## START Provided material
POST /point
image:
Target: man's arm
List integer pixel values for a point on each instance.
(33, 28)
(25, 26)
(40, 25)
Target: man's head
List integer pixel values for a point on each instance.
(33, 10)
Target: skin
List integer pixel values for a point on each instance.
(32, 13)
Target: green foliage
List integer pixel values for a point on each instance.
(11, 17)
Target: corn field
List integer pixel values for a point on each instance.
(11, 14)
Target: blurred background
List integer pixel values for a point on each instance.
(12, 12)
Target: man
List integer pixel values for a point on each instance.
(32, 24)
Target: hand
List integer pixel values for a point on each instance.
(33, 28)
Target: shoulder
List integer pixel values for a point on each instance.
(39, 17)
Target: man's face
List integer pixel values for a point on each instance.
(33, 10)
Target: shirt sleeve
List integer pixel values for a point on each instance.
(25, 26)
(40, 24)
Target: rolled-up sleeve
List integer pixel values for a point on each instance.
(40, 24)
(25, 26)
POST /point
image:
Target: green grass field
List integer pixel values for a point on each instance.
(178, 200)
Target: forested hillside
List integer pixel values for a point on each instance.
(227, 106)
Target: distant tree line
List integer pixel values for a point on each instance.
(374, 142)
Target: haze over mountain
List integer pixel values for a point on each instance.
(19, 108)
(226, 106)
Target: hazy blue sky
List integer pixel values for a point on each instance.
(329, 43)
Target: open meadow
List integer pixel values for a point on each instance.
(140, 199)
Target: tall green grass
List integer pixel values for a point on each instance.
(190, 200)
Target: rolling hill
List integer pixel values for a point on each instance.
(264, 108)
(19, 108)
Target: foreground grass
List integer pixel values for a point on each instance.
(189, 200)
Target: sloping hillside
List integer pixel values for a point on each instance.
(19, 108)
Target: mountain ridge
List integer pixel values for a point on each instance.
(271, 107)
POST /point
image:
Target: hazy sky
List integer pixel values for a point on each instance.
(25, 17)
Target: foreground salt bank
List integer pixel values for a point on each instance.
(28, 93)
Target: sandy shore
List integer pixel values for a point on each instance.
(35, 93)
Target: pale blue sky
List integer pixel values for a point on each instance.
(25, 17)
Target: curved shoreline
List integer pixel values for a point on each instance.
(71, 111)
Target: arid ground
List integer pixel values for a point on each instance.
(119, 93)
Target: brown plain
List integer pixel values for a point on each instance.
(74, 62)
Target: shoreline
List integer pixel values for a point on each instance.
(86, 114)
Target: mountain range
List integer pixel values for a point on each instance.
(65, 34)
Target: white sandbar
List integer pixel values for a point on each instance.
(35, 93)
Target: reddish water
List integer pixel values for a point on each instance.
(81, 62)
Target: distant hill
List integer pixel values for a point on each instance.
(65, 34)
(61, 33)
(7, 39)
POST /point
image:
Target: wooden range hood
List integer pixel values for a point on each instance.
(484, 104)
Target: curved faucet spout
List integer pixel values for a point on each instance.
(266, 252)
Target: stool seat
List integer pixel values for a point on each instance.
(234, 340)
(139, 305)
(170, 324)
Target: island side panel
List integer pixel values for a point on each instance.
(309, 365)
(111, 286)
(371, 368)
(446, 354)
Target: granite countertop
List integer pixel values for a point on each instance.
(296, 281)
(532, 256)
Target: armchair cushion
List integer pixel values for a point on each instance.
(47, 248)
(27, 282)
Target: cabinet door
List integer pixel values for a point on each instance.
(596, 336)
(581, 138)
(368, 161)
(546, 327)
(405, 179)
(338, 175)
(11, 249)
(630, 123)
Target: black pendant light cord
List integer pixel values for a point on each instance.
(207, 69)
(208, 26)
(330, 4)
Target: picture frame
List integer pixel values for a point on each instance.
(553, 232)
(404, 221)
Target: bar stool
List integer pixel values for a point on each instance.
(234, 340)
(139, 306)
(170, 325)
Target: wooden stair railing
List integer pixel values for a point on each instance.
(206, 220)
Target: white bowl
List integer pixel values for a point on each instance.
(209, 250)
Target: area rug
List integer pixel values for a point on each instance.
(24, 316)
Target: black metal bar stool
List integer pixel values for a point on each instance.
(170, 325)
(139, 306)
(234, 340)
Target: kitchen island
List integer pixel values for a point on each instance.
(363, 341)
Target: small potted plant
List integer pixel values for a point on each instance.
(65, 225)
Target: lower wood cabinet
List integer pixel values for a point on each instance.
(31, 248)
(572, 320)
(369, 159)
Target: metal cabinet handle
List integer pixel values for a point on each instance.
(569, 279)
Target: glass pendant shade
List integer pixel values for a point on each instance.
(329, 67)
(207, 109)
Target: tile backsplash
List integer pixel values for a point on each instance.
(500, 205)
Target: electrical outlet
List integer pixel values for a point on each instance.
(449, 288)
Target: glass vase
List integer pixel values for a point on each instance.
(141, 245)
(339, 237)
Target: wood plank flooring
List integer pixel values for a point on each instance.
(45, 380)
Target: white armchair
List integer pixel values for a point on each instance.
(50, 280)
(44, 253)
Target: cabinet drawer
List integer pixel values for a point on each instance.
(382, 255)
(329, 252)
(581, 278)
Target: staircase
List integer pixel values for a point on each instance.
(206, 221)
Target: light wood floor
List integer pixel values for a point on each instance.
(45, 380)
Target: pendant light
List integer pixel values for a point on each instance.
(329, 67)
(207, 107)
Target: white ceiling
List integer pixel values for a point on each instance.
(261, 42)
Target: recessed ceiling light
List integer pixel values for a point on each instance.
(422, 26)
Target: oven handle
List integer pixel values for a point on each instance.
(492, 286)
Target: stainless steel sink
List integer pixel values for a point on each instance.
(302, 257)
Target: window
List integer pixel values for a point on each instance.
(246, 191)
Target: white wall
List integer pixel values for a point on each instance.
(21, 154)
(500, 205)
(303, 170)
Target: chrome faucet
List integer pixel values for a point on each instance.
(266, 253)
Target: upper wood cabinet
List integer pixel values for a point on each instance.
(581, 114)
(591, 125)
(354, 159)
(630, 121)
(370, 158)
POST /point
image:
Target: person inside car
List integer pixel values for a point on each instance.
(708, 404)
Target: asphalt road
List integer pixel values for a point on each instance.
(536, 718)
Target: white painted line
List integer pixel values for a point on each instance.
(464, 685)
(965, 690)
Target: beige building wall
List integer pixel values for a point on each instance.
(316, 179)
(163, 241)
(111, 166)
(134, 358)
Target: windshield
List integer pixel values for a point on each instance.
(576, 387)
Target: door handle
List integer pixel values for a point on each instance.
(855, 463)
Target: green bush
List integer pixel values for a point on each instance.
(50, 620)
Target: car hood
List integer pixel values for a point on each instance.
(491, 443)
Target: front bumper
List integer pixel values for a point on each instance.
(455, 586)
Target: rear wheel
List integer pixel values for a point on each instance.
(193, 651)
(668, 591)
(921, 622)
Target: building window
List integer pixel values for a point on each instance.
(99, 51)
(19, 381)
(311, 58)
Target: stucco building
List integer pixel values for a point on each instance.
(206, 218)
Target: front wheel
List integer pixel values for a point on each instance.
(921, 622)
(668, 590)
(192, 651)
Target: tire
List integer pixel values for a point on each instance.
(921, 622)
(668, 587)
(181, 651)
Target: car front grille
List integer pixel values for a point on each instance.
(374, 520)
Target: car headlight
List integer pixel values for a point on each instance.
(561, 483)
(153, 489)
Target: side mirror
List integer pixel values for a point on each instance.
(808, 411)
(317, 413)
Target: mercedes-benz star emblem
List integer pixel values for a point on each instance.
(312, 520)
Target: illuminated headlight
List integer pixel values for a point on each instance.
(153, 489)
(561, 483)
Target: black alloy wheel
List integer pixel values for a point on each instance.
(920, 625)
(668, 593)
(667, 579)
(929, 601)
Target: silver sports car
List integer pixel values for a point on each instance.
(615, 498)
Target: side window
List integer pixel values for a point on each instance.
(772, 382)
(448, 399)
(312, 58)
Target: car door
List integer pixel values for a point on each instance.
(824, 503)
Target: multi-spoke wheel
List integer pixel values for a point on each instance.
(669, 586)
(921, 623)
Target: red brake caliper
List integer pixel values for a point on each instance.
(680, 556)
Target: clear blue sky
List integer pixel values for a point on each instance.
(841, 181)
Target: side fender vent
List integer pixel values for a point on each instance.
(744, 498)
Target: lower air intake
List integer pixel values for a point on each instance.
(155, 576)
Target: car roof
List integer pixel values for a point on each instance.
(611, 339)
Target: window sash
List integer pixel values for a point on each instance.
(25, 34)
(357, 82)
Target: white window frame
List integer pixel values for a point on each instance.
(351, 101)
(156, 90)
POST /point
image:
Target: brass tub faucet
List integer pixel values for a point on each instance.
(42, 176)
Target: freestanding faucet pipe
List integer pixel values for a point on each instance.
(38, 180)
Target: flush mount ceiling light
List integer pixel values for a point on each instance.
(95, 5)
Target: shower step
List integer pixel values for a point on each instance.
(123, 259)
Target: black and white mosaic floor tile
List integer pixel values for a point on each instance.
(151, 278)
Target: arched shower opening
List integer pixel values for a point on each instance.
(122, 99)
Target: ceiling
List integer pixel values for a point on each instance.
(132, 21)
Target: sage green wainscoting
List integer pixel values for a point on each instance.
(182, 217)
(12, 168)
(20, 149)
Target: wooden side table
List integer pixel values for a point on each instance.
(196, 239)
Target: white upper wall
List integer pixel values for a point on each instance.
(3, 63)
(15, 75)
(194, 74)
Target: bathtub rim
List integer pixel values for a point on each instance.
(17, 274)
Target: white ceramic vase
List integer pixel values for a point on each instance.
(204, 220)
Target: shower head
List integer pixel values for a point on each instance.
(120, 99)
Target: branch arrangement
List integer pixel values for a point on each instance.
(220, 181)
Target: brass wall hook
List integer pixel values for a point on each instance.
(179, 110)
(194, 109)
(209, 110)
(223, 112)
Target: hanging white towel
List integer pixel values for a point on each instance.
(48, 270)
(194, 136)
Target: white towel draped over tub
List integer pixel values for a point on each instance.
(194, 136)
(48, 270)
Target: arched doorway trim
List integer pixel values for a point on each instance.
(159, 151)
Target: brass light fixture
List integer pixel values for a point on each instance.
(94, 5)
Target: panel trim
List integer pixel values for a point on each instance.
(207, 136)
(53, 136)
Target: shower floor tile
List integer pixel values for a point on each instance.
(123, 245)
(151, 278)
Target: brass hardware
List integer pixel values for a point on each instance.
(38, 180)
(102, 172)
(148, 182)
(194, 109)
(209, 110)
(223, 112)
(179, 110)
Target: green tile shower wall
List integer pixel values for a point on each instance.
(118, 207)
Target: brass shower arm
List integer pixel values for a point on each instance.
## END Provided material
Problem to work on:
Your task is to extract the lines running from the one with "Target: brass wall hook" to the end of the material, inclusive, copying each exactly and adding nothing.

The result:
Target: brass wall hook
List integer pixel values for a point on each instance.
(179, 110)
(194, 109)
(209, 110)
(223, 112)
Target: hanging white towel
List integer pixel values for a point on each instance.
(48, 270)
(194, 136)
Target: white towel draped over tub
List integer pixel values for a point on each instance.
(194, 136)
(48, 270)
Target: arched doorway trim
List integer pixel values for a point on each instance.
(159, 151)
Target: brass light fixture
List integer pixel values for a point on each instance.
(94, 5)
Target: panel trim
List integer pixel values for a point on each instance.
(207, 136)
(53, 136)
Target: shower floor tile
List integer pixel values for a point on each instance.
(123, 245)
(151, 278)
Target: brass hardware
List integer pixel values for a point on each instance.
(38, 180)
(102, 172)
(148, 182)
(194, 109)
(209, 110)
(223, 112)
(179, 110)
Target: green tile shower wall
List integer pixel values for a point on each instance.
(118, 207)
Target: brass shower arm
List integer pixel values for a point on each instance.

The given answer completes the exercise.